Excerpted text:
----------------

A team of scientists from the University of Rochester has a tough mission creating a hydrogen fuel cell that not only burns cleanly but the fuel itself has to be created from clean sources. They have developed a process that uses artificial photosynthesis and nanotubes to finalize this project.
A similar process has already been developed some time ago using sunlight to split hydrogen from water, but the costs are tremendous. Without using fossil fuels it’s quite difficult to generate hydrogen.
The team formed by Professors Richard Eisenberg and Kara Bren from the Department of Chemistry, Associate Professors of Chemistry Todd Krauss and Patrick Holland, has been awarded with $1,7 million for this project. In order to closely control each step, they proposed dividing the nanoscale process into three separate modules, this way isolating the process of gathering the sunlight from the process of generating hydrogen.
The first module is able to absorb sunlight with the help of a molecule called chromophore. This molecule can generate electrons and can be found in plants which use it in the photosynthesis process.
A membrane of carbon nanotubes which acts as a molecular wire transporting the electrons away from the chromophores represents the second module. The second module has the role to channel the electrons, created in the first module, towards the third module.
The third module is made from catalysts and water. Catalysts are able to extract, with the help of the electrons, the hydrogen from water. The hydrogen can then be used in fuel cells in cars, homes, or hopefully future power plants.
“If we succeed, we may be able to not only help create a fuel that burns cleanly, but the creation of the fuel itself may be clean” said Kara Bren about the project. The market release is still to come but with hard work come good results. We will probably talk more about the topic in the near future.

----------------

Data segment:
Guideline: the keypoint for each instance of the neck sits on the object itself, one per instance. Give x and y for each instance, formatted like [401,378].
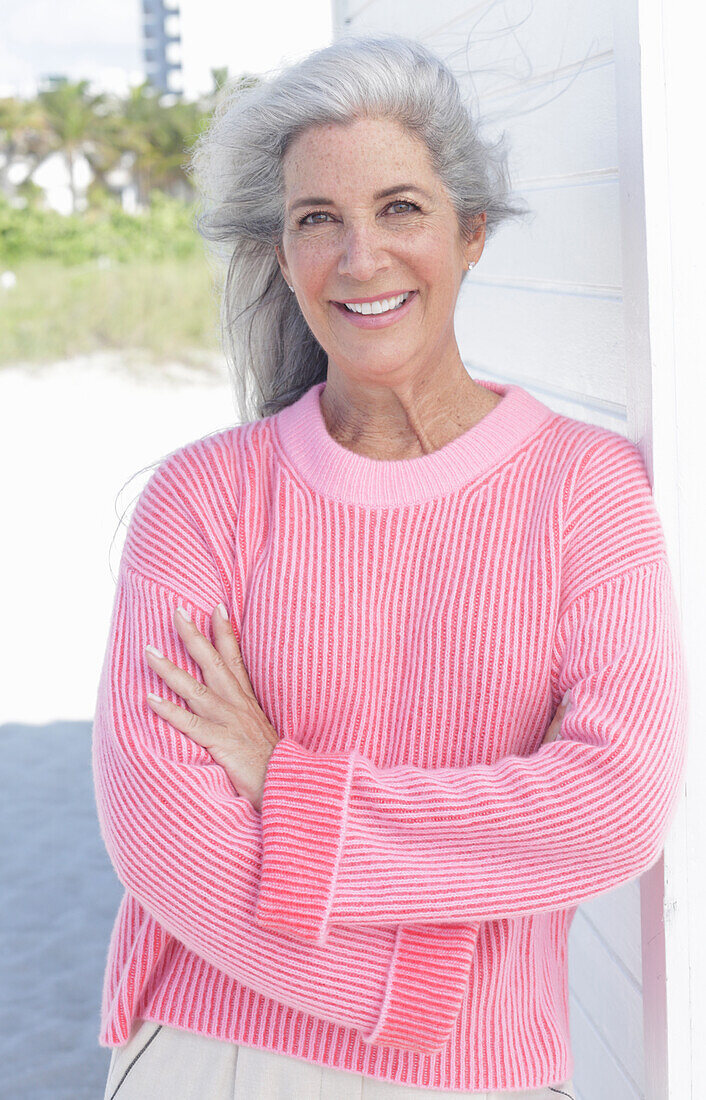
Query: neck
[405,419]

----------------

Problem statement: Can you return the hydrogen fuel article above in full, word for word?

Written response:
A team of scientists from the University of Rochester has a tough mission creating a hydrogen fuel cell that not only burns cleanly but the fuel itself has to be created from clean sources. They have developed a process that uses artificial photosynthesis and nanotubes to finalize this project.
A similar process has already been developed some time ago using sunlight to split hydrogen from water, but the costs are tremendous. Without using fossil fuels it’s quite difficult to generate hydrogen.
The team formed by Professors Richard Eisenberg and Kara Bren from the Department of Chemistry, Associate Professors of Chemistry Todd Krauss and Patrick Holland, has been awarded with $1,7 million for this project. In order to closely control each step, they proposed dividing the nanoscale process into three separate modules, this way isolating the process of gathering the sunlight from the process of generating hydrogen.
The first module is able to absorb sunlight with the help of a molecule called chromophore. This molecule can generate electrons and can be found in plants which use it in the photosynthesis process.
A membrane of carbon nanotubes which acts as a molecular wire transporting the electrons away from the chromophores represents the second module. The second module has the role to channel the electrons, created in the first module, towards the third module.
The third module is made from catalysts and water. Catalysts are able to extract, with the help of the electrons, the hydrogen from water. The hydrogen can then be used in fuel cells in cars, homes, or hopefully future power plants.
“If we succeed, we may be able to not only help create a fuel that burns cleanly, but the creation of the fuel itself may be clean” said Kara Bren about the project. The market release is still to come but with hard work come good results. We will probably talk more about the topic in the near future.